WHAT TO DO - In the records below, repeat the part that opens with the line containing "Mark the region of every instance of the brown" and closes with the line containing "187L7 192L28 191L31", including both of those lines. Leave the pictures out of your reply.

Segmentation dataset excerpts
'''

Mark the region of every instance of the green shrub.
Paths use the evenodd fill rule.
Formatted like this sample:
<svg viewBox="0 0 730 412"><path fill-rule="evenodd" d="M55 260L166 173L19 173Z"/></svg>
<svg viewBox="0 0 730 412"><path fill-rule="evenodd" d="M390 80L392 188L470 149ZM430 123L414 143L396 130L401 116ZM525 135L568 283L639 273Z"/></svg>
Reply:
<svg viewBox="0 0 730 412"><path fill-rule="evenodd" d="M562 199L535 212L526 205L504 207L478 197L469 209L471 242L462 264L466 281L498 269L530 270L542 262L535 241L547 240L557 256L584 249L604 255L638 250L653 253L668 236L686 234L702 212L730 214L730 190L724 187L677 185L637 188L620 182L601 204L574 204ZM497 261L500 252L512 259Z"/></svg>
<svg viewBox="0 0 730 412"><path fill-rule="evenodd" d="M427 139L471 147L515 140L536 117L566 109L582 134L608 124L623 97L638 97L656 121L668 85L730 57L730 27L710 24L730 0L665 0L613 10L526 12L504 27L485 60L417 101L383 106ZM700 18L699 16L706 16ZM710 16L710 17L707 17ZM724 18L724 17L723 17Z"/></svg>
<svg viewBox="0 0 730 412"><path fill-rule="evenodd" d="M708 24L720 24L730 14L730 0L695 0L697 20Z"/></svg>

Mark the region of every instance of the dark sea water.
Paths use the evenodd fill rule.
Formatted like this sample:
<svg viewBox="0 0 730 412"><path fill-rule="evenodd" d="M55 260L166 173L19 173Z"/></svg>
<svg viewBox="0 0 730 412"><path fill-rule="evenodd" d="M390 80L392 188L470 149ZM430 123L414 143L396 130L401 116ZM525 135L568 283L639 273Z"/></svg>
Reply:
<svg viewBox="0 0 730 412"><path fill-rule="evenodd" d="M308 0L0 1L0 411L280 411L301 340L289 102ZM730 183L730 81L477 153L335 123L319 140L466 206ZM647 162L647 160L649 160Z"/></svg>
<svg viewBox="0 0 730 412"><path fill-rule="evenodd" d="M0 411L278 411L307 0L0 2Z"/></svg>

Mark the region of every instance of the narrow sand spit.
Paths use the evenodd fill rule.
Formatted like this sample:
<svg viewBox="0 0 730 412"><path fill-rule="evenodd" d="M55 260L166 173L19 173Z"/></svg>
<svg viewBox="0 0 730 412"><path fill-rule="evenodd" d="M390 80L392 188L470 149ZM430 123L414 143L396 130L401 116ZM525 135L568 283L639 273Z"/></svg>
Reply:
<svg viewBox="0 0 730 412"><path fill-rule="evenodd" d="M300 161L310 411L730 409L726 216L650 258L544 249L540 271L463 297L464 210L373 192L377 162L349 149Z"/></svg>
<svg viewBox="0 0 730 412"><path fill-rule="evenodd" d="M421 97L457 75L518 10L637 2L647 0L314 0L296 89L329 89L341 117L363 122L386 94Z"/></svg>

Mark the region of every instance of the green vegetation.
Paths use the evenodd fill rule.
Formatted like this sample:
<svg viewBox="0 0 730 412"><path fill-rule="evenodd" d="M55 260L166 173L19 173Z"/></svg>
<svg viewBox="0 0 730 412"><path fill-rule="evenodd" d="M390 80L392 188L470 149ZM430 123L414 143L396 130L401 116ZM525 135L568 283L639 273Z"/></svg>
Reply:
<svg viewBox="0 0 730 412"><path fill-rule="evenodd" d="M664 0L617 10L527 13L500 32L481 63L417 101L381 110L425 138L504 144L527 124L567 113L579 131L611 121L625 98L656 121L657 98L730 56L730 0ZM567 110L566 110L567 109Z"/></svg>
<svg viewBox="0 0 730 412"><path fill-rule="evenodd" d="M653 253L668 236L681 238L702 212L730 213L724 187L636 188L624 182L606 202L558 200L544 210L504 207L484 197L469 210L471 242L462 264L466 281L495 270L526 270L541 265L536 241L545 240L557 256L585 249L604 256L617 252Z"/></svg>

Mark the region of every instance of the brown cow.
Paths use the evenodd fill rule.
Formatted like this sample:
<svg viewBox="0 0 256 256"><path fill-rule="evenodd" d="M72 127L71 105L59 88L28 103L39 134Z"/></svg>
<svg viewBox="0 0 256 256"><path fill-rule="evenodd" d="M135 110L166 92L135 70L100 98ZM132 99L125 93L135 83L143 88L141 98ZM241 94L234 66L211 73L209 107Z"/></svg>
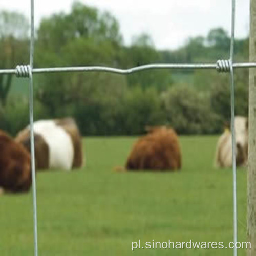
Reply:
<svg viewBox="0 0 256 256"><path fill-rule="evenodd" d="M181 168L177 135L165 126L147 128L149 133L134 145L127 160L127 170L175 170Z"/></svg>
<svg viewBox="0 0 256 256"><path fill-rule="evenodd" d="M0 187L7 192L28 191L31 185L30 155L0 130Z"/></svg>

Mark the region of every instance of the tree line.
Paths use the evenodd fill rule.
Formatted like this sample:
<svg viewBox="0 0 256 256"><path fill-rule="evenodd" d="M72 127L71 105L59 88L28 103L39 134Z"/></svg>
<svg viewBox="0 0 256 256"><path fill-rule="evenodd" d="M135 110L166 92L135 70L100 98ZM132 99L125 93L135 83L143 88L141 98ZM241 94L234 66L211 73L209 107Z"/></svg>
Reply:
<svg viewBox="0 0 256 256"><path fill-rule="evenodd" d="M29 62L29 25L17 12L0 12L0 69ZM36 30L34 67L215 62L228 58L230 37L221 28L159 50L146 34L124 45L108 12L75 2L70 12L43 18ZM236 40L236 61L248 60L248 38ZM237 114L248 113L248 71L236 70ZM74 117L83 135L137 135L146 125L170 125L180 134L221 132L230 119L229 76L216 71L148 70L36 74L35 119ZM0 128L15 134L28 122L27 87L0 75Z"/></svg>

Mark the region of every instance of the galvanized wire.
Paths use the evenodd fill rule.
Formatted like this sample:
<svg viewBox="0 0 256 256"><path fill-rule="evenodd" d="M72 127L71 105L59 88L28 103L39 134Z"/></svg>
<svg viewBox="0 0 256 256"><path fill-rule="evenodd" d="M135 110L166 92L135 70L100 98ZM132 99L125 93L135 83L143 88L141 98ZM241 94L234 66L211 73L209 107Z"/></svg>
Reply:
<svg viewBox="0 0 256 256"><path fill-rule="evenodd" d="M31 172L33 191L33 215L34 220L34 250L35 256L38 256L37 213L36 205L36 183L35 165L35 146L34 139L34 113L33 93L33 65L34 60L34 0L30 1L30 53L29 60L29 120L30 124L30 153L31 155Z"/></svg>
<svg viewBox="0 0 256 256"><path fill-rule="evenodd" d="M58 67L55 68L33 68L32 70L33 74L57 73L57 72L101 72L113 73L122 75L129 75L133 73L143 71L151 69L216 69L220 71L229 71L229 64L228 64L228 70L219 70L222 69L222 66L220 63L226 60L218 61L216 63L196 63L196 64L163 64L152 63L142 65L130 69L118 69L104 66L82 66L82 67ZM0 69L0 75L13 74L17 73L17 69L20 69L22 66L18 65L16 69ZM237 68L256 68L256 63L254 62L240 62L233 63L233 69Z"/></svg>
<svg viewBox="0 0 256 256"><path fill-rule="evenodd" d="M231 0L231 33L230 37L230 58L229 60L220 60L216 63L194 63L194 64L163 64L152 63L138 66L130 69L118 69L102 66L84 67L62 67L55 68L33 68L33 55L34 45L34 1L31 0L31 23L30 23L30 65L18 65L16 69L0 70L1 74L15 74L18 77L29 78L30 92L30 143L31 153L31 169L32 176L33 205L34 218L34 255L38 256L37 248L37 223L36 209L36 185L35 179L35 153L33 131L33 74L68 72L103 72L122 75L129 75L133 73L151 69L216 69L219 72L230 72L230 100L231 100L231 127L232 132L232 171L233 171L233 240L237 242L237 178L236 166L236 138L234 131L234 82L233 69L255 68L256 63L244 62L233 63L234 28L235 28L235 0ZM234 246L234 256L237 255L237 249Z"/></svg>
<svg viewBox="0 0 256 256"><path fill-rule="evenodd" d="M234 81L233 70L233 60L234 46L234 29L236 16L236 0L232 0L232 13L231 25L230 52L230 100L231 100L231 128L232 133L232 160L233 173L233 240L237 245L238 240L237 228L237 168L236 165L236 134L234 128ZM237 248L235 246L233 255L237 255Z"/></svg>

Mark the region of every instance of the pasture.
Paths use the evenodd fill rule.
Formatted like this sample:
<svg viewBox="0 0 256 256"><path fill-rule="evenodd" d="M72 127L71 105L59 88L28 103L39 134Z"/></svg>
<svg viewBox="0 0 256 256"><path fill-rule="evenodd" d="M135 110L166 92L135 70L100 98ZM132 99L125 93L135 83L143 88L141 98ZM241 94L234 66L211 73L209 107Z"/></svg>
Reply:
<svg viewBox="0 0 256 256"><path fill-rule="evenodd" d="M86 138L87 166L37 173L39 255L226 255L231 249L146 249L132 242L232 240L231 169L216 170L217 136L182 136L181 171L116 173L135 139ZM246 241L246 173L239 169L239 241ZM32 191L0 197L0 255L33 255ZM239 255L245 250L239 250Z"/></svg>

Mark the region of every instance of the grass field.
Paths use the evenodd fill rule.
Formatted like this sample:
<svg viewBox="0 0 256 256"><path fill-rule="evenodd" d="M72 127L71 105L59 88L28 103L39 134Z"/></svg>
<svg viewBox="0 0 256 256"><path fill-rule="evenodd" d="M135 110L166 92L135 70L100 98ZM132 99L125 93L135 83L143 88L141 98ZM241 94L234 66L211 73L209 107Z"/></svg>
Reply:
<svg viewBox="0 0 256 256"><path fill-rule="evenodd" d="M181 137L183 168L115 173L135 138L86 138L87 166L37 176L39 255L227 255L231 249L146 249L132 242L232 240L232 174L212 168L216 136ZM246 240L246 173L238 170L238 241ZM33 255L32 193L0 197L0 255ZM240 255L245 250L239 250Z"/></svg>

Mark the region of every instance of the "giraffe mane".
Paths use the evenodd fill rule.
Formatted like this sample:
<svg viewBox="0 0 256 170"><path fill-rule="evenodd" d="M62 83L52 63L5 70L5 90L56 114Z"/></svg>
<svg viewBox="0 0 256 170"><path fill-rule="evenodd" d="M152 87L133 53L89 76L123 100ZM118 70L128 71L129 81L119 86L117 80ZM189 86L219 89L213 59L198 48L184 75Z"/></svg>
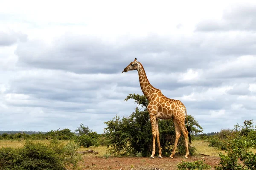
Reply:
<svg viewBox="0 0 256 170"><path fill-rule="evenodd" d="M142 67L142 69L144 71L144 72L145 72L145 75L146 76L146 79L147 79L147 80L148 80L148 82L149 85L150 85L153 88L154 88L154 89L160 91L160 90L158 89L158 88L155 88L153 85L151 85L151 84L150 84L150 82L149 82L149 81L148 81L148 77L147 76L147 74L146 74L146 71L145 71L145 70L144 69L144 68L143 67L143 65L142 65L142 64L141 64L141 63L140 62L139 62L139 63L140 63L140 65L141 67Z"/></svg>

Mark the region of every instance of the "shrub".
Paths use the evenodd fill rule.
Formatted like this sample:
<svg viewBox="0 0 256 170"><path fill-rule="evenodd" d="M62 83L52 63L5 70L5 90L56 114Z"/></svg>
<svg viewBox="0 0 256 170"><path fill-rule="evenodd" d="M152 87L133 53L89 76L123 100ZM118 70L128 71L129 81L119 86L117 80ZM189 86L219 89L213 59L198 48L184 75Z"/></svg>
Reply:
<svg viewBox="0 0 256 170"><path fill-rule="evenodd" d="M75 142L79 146L89 147L90 146L97 147L99 145L98 141L98 135L96 132L91 132L87 135L83 134L77 136Z"/></svg>
<svg viewBox="0 0 256 170"><path fill-rule="evenodd" d="M105 122L106 138L108 139L107 146L111 147L109 152L113 155L134 156L141 153L143 156L151 154L152 148L152 136L149 115L146 107L148 102L144 96L130 94L125 101L133 99L135 102L145 108L144 111L137 107L134 112L128 117L122 119L118 116ZM193 133L201 132L202 128L195 119L189 116L189 122L193 125L191 130ZM159 120L159 129L160 139L163 155L171 154L175 140L175 129L171 120ZM156 146L157 146L156 144ZM177 152L185 154L184 137L181 137L177 145ZM195 153L195 148L189 148L191 155ZM156 148L157 151L158 149Z"/></svg>
<svg viewBox="0 0 256 170"><path fill-rule="evenodd" d="M56 142L50 144L26 141L22 148L0 149L0 169L64 170L76 166L79 156L73 143L66 145Z"/></svg>
<svg viewBox="0 0 256 170"><path fill-rule="evenodd" d="M179 170L209 170L211 167L204 162L204 160L198 160L194 162L184 162L182 161L181 162L179 163L177 165L177 167Z"/></svg>
<svg viewBox="0 0 256 170"><path fill-rule="evenodd" d="M227 150L228 139L220 139L217 136L210 136L207 142L209 142L209 146L217 147L222 150Z"/></svg>
<svg viewBox="0 0 256 170"><path fill-rule="evenodd" d="M217 170L255 170L256 169L256 153L248 151L247 148L255 146L253 141L235 139L229 142L226 154L220 153L221 161Z"/></svg>

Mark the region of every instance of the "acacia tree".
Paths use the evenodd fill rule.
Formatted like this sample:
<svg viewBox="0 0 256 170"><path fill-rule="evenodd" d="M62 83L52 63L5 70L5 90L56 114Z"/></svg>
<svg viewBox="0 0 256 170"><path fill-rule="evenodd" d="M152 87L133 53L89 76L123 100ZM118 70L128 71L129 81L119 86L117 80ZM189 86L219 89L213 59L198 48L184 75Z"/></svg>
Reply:
<svg viewBox="0 0 256 170"><path fill-rule="evenodd" d="M105 122L107 126L105 130L106 138L108 139L107 146L111 147L109 150L111 153L135 155L140 153L143 156L148 156L152 150L151 125L147 110L148 102L145 96L135 94L129 94L125 101L131 99L134 100L138 106L130 116L122 119L116 116ZM193 117L188 115L188 120L192 134L202 132L203 128ZM167 155L174 144L175 126L171 120L160 120L159 127L163 153ZM180 140L184 140L184 138L181 137ZM178 152L185 154L184 142L179 142ZM190 154L192 154L192 148L189 149Z"/></svg>

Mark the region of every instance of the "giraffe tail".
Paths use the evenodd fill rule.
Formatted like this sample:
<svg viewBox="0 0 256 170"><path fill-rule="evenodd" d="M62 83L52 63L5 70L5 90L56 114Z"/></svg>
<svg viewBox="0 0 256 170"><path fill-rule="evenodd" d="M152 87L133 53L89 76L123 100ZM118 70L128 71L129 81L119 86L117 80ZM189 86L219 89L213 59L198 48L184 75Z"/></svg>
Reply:
<svg viewBox="0 0 256 170"><path fill-rule="evenodd" d="M191 136L190 135L190 131L191 130L191 127L190 126L189 126L189 122L188 121L188 115L187 114L187 112L186 112L186 109L185 110L185 112L186 112L186 120L187 120L187 127L186 127L186 129L187 130L188 130L188 132L189 132L189 144L192 143L192 142L191 142Z"/></svg>

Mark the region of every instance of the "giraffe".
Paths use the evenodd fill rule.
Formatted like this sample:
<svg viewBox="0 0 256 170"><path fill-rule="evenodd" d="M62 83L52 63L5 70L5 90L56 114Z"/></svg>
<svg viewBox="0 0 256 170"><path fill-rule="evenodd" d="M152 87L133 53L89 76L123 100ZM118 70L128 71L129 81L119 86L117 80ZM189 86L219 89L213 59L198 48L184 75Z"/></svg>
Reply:
<svg viewBox="0 0 256 170"><path fill-rule="evenodd" d="M179 100L171 99L166 97L159 89L153 87L148 79L143 66L135 58L133 62L131 62L125 68L122 73L135 70L138 71L141 90L148 100L147 109L149 113L153 136L153 150L150 158L154 158L155 153L156 137L158 147L158 158L162 158L158 130L158 119L172 119L174 124L175 130L175 140L174 148L170 158L173 158L178 141L182 132L185 137L186 145L186 153L185 157L186 158L188 158L189 154L188 136L189 137L189 142L190 142L189 134L190 127L189 127L188 125L186 109L185 105ZM187 125L186 129L185 125L185 119L186 117Z"/></svg>

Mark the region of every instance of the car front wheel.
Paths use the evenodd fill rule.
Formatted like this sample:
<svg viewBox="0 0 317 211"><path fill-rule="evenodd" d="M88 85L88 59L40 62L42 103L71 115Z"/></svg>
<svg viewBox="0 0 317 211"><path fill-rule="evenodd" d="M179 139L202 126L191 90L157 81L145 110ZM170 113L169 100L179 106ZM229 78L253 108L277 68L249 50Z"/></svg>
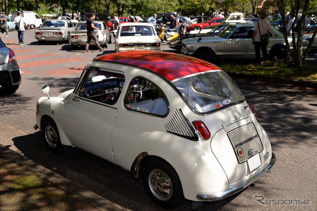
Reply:
<svg viewBox="0 0 317 211"><path fill-rule="evenodd" d="M203 47L198 49L195 52L195 57L208 62L214 61L216 58L213 51L208 47Z"/></svg>
<svg viewBox="0 0 317 211"><path fill-rule="evenodd" d="M54 121L51 119L46 120L42 131L45 145L49 149L54 153L62 152L64 146L60 142L58 130Z"/></svg>
<svg viewBox="0 0 317 211"><path fill-rule="evenodd" d="M147 194L158 205L171 209L184 202L178 176L167 163L160 160L150 161L144 169L142 179Z"/></svg>

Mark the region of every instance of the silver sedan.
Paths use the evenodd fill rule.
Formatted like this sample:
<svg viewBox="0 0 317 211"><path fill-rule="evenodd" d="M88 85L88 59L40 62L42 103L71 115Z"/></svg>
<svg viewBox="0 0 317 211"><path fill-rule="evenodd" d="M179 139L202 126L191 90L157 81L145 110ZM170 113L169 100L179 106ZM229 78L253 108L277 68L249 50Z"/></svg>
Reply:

'''

EXPECTED ANSWER -
Mark the region of every instance of the brown cow.
Paths use the evenodd fill rule.
Formatted like this sample:
<svg viewBox="0 0 256 256"><path fill-rule="evenodd" d="M72 127L71 105L59 88L28 103L39 134Z"/></svg>
<svg viewBox="0 0 256 256"><path fill-rule="evenodd" d="M135 110L166 92L135 70L100 98ZM132 99L125 93L135 83L143 88L141 98ZM241 94L234 66L211 73L209 107Z"/></svg>
Reply:
<svg viewBox="0 0 256 256"><path fill-rule="evenodd" d="M181 168L177 135L165 126L147 128L149 133L134 145L127 160L127 170L175 170Z"/></svg>
<svg viewBox="0 0 256 256"><path fill-rule="evenodd" d="M0 187L7 192L28 191L31 185L30 155L0 130Z"/></svg>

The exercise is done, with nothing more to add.